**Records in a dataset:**
============

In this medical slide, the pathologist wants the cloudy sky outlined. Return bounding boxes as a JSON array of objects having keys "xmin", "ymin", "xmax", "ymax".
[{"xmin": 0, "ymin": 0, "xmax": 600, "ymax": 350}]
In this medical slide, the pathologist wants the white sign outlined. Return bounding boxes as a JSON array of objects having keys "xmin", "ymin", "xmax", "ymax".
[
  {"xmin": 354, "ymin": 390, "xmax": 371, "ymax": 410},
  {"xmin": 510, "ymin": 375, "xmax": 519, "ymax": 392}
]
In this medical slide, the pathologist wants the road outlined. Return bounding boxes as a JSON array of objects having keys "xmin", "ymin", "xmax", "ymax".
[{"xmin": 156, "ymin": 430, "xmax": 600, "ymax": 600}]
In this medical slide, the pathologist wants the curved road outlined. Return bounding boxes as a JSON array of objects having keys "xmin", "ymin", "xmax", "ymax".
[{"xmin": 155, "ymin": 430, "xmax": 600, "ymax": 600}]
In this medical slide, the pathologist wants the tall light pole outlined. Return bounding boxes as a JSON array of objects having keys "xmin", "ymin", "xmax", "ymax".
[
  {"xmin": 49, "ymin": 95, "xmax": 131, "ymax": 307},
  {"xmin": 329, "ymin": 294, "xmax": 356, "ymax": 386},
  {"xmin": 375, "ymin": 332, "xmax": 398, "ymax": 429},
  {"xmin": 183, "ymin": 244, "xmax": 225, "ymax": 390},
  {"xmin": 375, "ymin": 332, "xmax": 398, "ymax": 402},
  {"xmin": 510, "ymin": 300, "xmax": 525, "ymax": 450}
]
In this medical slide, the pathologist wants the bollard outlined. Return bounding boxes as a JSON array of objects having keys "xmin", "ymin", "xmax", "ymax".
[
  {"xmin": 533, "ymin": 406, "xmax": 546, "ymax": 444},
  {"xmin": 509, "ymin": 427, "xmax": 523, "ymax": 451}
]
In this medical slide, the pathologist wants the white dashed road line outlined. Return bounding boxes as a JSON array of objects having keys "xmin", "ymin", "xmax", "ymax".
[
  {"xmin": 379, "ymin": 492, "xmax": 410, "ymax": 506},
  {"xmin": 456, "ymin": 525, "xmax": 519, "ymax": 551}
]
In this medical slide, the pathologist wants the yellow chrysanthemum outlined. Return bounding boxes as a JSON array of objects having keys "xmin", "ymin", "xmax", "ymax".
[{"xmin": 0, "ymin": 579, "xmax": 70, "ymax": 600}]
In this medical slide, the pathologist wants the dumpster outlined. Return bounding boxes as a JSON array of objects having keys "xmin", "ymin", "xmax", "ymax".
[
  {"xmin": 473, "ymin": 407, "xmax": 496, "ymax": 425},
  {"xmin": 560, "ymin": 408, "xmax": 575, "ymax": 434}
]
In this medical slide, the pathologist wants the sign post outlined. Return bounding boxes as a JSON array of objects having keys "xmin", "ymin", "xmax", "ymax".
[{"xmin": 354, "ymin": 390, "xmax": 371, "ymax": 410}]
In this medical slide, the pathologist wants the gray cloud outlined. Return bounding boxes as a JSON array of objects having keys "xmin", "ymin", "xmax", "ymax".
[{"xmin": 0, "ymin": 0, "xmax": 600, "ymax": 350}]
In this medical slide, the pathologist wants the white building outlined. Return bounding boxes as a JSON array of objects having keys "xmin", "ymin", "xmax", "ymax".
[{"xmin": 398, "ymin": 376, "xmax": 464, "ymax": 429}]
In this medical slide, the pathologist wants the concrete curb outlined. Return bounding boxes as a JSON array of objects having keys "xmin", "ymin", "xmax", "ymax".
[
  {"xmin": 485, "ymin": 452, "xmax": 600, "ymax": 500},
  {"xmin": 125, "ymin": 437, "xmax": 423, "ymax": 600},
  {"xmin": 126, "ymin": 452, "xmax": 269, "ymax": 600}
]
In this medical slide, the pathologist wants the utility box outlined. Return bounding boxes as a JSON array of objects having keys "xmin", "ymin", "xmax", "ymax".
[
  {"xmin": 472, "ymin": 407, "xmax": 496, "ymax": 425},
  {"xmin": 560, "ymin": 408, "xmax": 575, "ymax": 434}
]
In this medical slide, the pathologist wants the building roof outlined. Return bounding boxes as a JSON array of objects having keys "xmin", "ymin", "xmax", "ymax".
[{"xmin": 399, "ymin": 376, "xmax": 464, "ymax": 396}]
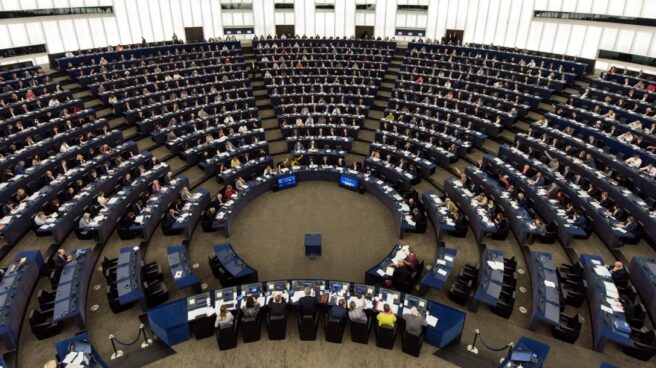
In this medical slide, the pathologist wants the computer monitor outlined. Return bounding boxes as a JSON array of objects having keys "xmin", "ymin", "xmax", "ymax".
[
  {"xmin": 277, "ymin": 175, "xmax": 297, "ymax": 190},
  {"xmin": 510, "ymin": 350, "xmax": 533, "ymax": 363},
  {"xmin": 339, "ymin": 175, "xmax": 360, "ymax": 190}
]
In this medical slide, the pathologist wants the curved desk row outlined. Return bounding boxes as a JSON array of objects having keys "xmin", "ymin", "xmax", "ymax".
[
  {"xmin": 444, "ymin": 177, "xmax": 497, "ymax": 244},
  {"xmin": 212, "ymin": 166, "xmax": 415, "ymax": 238},
  {"xmin": 89, "ymin": 163, "xmax": 169, "ymax": 244},
  {"xmin": 37, "ymin": 151, "xmax": 153, "ymax": 244},
  {"xmin": 2, "ymin": 131, "xmax": 125, "ymax": 245},
  {"xmin": 171, "ymin": 188, "xmax": 211, "ymax": 240},
  {"xmin": 130, "ymin": 175, "xmax": 189, "ymax": 241},
  {"xmin": 53, "ymin": 248, "xmax": 96, "ymax": 328},
  {"xmin": 0, "ymin": 250, "xmax": 43, "ymax": 350},
  {"xmin": 492, "ymin": 145, "xmax": 586, "ymax": 246},
  {"xmin": 465, "ymin": 166, "xmax": 539, "ymax": 245},
  {"xmin": 147, "ymin": 280, "xmax": 466, "ymax": 348}
]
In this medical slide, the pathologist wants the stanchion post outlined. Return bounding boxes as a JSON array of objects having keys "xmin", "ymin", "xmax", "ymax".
[
  {"xmin": 139, "ymin": 323, "xmax": 153, "ymax": 349},
  {"xmin": 499, "ymin": 342, "xmax": 521, "ymax": 367},
  {"xmin": 467, "ymin": 328, "xmax": 481, "ymax": 354},
  {"xmin": 109, "ymin": 334, "xmax": 123, "ymax": 360}
]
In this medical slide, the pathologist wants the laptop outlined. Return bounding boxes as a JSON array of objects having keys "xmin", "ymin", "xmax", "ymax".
[{"xmin": 510, "ymin": 350, "xmax": 533, "ymax": 363}]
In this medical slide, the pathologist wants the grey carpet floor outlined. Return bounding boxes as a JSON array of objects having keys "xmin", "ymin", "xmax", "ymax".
[{"xmin": 9, "ymin": 182, "xmax": 645, "ymax": 368}]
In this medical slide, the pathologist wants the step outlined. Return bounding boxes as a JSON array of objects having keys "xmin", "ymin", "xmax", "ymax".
[
  {"xmin": 363, "ymin": 119, "xmax": 380, "ymax": 130},
  {"xmin": 137, "ymin": 137, "xmax": 155, "ymax": 152},
  {"xmin": 96, "ymin": 107, "xmax": 114, "ymax": 118},
  {"xmin": 73, "ymin": 90, "xmax": 91, "ymax": 99},
  {"xmin": 262, "ymin": 118, "xmax": 278, "ymax": 130},
  {"xmin": 264, "ymin": 129, "xmax": 282, "ymax": 141},
  {"xmin": 121, "ymin": 127, "xmax": 139, "ymax": 140},
  {"xmin": 378, "ymin": 90, "xmax": 392, "ymax": 98},
  {"xmin": 351, "ymin": 141, "xmax": 369, "ymax": 156},
  {"xmin": 367, "ymin": 109, "xmax": 385, "ymax": 120},
  {"xmin": 255, "ymin": 98, "xmax": 271, "ymax": 107},
  {"xmin": 269, "ymin": 140, "xmax": 289, "ymax": 155},
  {"xmin": 373, "ymin": 98, "xmax": 387, "ymax": 108},
  {"xmin": 257, "ymin": 108, "xmax": 275, "ymax": 119},
  {"xmin": 358, "ymin": 130, "xmax": 375, "ymax": 142},
  {"xmin": 82, "ymin": 98, "xmax": 103, "ymax": 109}
]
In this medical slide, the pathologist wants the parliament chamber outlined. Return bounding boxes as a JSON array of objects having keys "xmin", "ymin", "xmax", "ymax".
[{"xmin": 0, "ymin": 0, "xmax": 656, "ymax": 368}]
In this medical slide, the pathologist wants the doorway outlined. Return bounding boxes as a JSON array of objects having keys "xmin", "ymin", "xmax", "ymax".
[
  {"xmin": 185, "ymin": 27, "xmax": 205, "ymax": 42},
  {"xmin": 442, "ymin": 29, "xmax": 465, "ymax": 45},
  {"xmin": 276, "ymin": 24, "xmax": 295, "ymax": 37},
  {"xmin": 355, "ymin": 26, "xmax": 374, "ymax": 38}
]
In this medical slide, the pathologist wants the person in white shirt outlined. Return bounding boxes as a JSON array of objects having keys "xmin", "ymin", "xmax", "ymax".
[
  {"xmin": 214, "ymin": 304, "xmax": 235, "ymax": 328},
  {"xmin": 59, "ymin": 141, "xmax": 71, "ymax": 152},
  {"xmin": 34, "ymin": 211, "xmax": 48, "ymax": 226},
  {"xmin": 78, "ymin": 212, "xmax": 91, "ymax": 234},
  {"xmin": 640, "ymin": 163, "xmax": 656, "ymax": 178},
  {"xmin": 235, "ymin": 176, "xmax": 248, "ymax": 190},
  {"xmin": 624, "ymin": 155, "xmax": 642, "ymax": 169}
]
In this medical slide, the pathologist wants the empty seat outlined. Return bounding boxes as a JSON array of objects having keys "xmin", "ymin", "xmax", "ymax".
[
  {"xmin": 267, "ymin": 315, "xmax": 287, "ymax": 340},
  {"xmin": 216, "ymin": 320, "xmax": 237, "ymax": 350},
  {"xmin": 146, "ymin": 282, "xmax": 169, "ymax": 307},
  {"xmin": 351, "ymin": 316, "xmax": 372, "ymax": 344},
  {"xmin": 298, "ymin": 313, "xmax": 319, "ymax": 340},
  {"xmin": 239, "ymin": 314, "xmax": 262, "ymax": 342},
  {"xmin": 401, "ymin": 329, "xmax": 425, "ymax": 357},
  {"xmin": 324, "ymin": 318, "xmax": 346, "ymax": 343},
  {"xmin": 376, "ymin": 325, "xmax": 396, "ymax": 349},
  {"xmin": 28, "ymin": 309, "xmax": 62, "ymax": 340}
]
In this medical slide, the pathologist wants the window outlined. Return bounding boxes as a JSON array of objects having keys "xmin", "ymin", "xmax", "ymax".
[
  {"xmin": 396, "ymin": 28, "xmax": 426, "ymax": 37},
  {"xmin": 223, "ymin": 27, "xmax": 255, "ymax": 35},
  {"xmin": 0, "ymin": 44, "xmax": 47, "ymax": 58},
  {"xmin": 533, "ymin": 10, "xmax": 656, "ymax": 27},
  {"xmin": 0, "ymin": 6, "xmax": 114, "ymax": 19},
  {"xmin": 396, "ymin": 5, "xmax": 428, "ymax": 12},
  {"xmin": 599, "ymin": 50, "xmax": 656, "ymax": 67},
  {"xmin": 314, "ymin": 4, "xmax": 335, "ymax": 10},
  {"xmin": 355, "ymin": 4, "xmax": 376, "ymax": 11},
  {"xmin": 273, "ymin": 3, "xmax": 294, "ymax": 10},
  {"xmin": 221, "ymin": 3, "xmax": 253, "ymax": 10}
]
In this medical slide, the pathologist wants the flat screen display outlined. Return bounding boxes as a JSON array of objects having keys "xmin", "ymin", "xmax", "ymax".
[
  {"xmin": 278, "ymin": 175, "xmax": 296, "ymax": 189},
  {"xmin": 339, "ymin": 175, "xmax": 360, "ymax": 190}
]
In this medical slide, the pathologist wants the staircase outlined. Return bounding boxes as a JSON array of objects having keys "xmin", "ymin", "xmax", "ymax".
[{"xmin": 242, "ymin": 43, "xmax": 289, "ymax": 162}]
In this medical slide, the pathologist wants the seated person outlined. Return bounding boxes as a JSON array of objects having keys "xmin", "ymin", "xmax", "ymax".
[
  {"xmin": 403, "ymin": 307, "xmax": 427, "ymax": 336},
  {"xmin": 349, "ymin": 300, "xmax": 369, "ymax": 323},
  {"xmin": 401, "ymin": 247, "xmax": 419, "ymax": 270},
  {"xmin": 328, "ymin": 298, "xmax": 348, "ymax": 323},
  {"xmin": 269, "ymin": 294, "xmax": 287, "ymax": 316},
  {"xmin": 241, "ymin": 295, "xmax": 260, "ymax": 318},
  {"xmin": 606, "ymin": 261, "xmax": 628, "ymax": 283},
  {"xmin": 162, "ymin": 208, "xmax": 177, "ymax": 229},
  {"xmin": 119, "ymin": 211, "xmax": 137, "ymax": 229},
  {"xmin": 223, "ymin": 185, "xmax": 237, "ymax": 201},
  {"xmin": 490, "ymin": 212, "xmax": 510, "ymax": 240},
  {"xmin": 298, "ymin": 288, "xmax": 319, "ymax": 316},
  {"xmin": 78, "ymin": 212, "xmax": 93, "ymax": 235},
  {"xmin": 376, "ymin": 303, "xmax": 396, "ymax": 328},
  {"xmin": 34, "ymin": 211, "xmax": 48, "ymax": 227},
  {"xmin": 214, "ymin": 304, "xmax": 235, "ymax": 328}
]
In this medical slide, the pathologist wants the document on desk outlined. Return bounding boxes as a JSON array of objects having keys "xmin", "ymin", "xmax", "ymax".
[{"xmin": 426, "ymin": 314, "xmax": 437, "ymax": 327}]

============

**Work to complete:**
Copy out the records from the line containing "In this medical slide, the pathologist wants the document" through the end of the records, substituting "table" for "desk" and changing nothing else.

**Written response:**
In this medical slide, the pathologist wants the document on table outlined. Return bounding boxes as a JSON array of objects having keys "xmin", "ymin", "xmax", "ymax".
[{"xmin": 426, "ymin": 314, "xmax": 437, "ymax": 327}]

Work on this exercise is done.